[Dataset entries]
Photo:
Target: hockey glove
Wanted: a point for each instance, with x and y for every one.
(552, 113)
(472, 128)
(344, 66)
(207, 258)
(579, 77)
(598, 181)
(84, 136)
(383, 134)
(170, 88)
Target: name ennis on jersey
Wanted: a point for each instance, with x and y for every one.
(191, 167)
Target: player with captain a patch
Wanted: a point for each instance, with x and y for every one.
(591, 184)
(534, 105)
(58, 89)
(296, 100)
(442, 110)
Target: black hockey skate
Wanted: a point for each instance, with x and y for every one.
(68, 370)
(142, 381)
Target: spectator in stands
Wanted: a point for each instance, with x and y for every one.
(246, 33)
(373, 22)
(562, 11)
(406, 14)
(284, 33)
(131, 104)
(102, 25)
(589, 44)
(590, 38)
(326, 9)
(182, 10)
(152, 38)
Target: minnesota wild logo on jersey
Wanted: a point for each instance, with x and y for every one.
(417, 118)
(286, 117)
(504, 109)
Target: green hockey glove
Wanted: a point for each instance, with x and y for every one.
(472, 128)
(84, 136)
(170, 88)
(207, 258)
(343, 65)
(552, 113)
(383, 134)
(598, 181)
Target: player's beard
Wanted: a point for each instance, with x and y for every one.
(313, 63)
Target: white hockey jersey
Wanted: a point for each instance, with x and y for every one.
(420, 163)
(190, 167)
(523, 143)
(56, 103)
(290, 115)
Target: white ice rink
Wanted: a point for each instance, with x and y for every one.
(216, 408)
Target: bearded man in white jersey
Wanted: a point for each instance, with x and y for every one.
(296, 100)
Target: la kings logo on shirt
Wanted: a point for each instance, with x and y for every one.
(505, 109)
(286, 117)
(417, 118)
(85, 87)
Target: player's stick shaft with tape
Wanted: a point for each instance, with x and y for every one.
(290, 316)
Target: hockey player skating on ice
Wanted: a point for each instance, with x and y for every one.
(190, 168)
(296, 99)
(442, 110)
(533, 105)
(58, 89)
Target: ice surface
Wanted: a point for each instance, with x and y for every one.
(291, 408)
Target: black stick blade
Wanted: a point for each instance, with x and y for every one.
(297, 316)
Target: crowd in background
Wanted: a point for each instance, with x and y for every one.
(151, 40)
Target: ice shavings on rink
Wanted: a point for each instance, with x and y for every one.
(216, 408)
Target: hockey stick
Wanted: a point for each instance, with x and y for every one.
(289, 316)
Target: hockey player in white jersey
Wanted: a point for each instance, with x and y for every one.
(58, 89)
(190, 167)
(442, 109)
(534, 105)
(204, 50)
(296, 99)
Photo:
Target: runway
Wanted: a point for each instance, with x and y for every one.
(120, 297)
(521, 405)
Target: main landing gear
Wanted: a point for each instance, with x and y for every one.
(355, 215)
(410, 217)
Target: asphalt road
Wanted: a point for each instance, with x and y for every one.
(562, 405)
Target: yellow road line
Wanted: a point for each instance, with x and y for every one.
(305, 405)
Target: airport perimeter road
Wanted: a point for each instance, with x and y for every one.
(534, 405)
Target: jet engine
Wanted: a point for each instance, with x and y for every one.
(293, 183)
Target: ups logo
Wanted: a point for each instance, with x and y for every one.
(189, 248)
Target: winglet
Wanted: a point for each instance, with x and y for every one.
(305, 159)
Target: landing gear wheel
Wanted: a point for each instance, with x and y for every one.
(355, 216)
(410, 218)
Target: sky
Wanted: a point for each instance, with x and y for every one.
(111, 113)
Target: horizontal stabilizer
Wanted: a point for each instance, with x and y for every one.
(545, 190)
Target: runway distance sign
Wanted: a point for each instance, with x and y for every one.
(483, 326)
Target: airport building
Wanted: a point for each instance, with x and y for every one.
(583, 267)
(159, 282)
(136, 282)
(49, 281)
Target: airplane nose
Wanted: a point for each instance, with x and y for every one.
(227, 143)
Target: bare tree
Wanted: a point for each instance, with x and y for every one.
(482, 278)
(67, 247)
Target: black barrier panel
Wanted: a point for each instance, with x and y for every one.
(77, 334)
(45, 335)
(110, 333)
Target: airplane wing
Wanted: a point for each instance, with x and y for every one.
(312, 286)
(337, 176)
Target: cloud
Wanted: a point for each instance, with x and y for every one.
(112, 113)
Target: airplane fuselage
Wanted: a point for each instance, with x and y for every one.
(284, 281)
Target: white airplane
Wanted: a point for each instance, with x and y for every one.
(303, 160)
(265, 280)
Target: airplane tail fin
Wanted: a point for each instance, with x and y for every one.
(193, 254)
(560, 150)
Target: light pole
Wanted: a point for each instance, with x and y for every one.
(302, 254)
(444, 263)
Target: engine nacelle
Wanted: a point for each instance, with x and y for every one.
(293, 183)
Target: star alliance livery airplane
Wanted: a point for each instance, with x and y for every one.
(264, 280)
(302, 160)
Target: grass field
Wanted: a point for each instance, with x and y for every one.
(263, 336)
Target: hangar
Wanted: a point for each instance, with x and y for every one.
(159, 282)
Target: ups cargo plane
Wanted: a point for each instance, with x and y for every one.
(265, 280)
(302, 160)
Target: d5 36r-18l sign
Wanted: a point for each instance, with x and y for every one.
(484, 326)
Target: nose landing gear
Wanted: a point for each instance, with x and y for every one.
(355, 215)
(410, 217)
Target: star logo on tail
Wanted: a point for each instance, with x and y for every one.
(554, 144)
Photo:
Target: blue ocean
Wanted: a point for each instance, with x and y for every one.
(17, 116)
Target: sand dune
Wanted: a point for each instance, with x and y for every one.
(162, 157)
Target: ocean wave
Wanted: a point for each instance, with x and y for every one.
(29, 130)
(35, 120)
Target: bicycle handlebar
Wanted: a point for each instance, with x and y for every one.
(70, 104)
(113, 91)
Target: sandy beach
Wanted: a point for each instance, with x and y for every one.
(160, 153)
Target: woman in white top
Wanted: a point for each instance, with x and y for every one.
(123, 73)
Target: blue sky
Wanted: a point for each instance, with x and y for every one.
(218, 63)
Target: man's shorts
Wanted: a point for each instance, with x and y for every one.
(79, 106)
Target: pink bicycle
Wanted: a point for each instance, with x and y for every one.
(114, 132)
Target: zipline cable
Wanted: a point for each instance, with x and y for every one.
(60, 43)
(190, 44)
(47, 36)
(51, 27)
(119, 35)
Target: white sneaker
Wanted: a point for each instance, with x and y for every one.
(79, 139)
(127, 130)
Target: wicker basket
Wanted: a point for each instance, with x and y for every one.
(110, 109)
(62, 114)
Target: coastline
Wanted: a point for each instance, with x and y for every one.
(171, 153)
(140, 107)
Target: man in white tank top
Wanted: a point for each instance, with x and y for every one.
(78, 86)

## TASK TO COMPLETE
From the line that has "Target: ice surface" through the line that has "Target: yellow road line", copy every line exactly as it appears above, and leave out all others.

## RESULT FOR THIS EXERCISE
Target: ice surface
Wanted: a point for each instance, with x and y for every one.
(291, 408)
Target: black stick blade
Wanted: a point for each instance, with x and y for every one.
(297, 316)
Target: crowd in background
Wanted: a point for each instance, with x and y for every one.
(151, 40)
Target: ice shavings on rink
Wanted: a point for each instance, with x and y for every one.
(216, 408)
Target: hockey stick
Wanted: a point for each instance, with x and y for every one.
(289, 316)
Target: hockey player in white jersey
Wanted: a point for each instance, with x and y for every one.
(58, 89)
(190, 167)
(442, 109)
(534, 105)
(204, 50)
(296, 99)
Photo:
Target: runway
Wanted: a point for each instance, with x and y for every one.
(120, 297)
(521, 405)
Target: main landing gear
Wanted: a point for each instance, with x and y for every one.
(355, 215)
(410, 217)
Target: asphalt road
Wanted: a point for each instance, with x and y for every one.
(562, 405)
Target: yellow road line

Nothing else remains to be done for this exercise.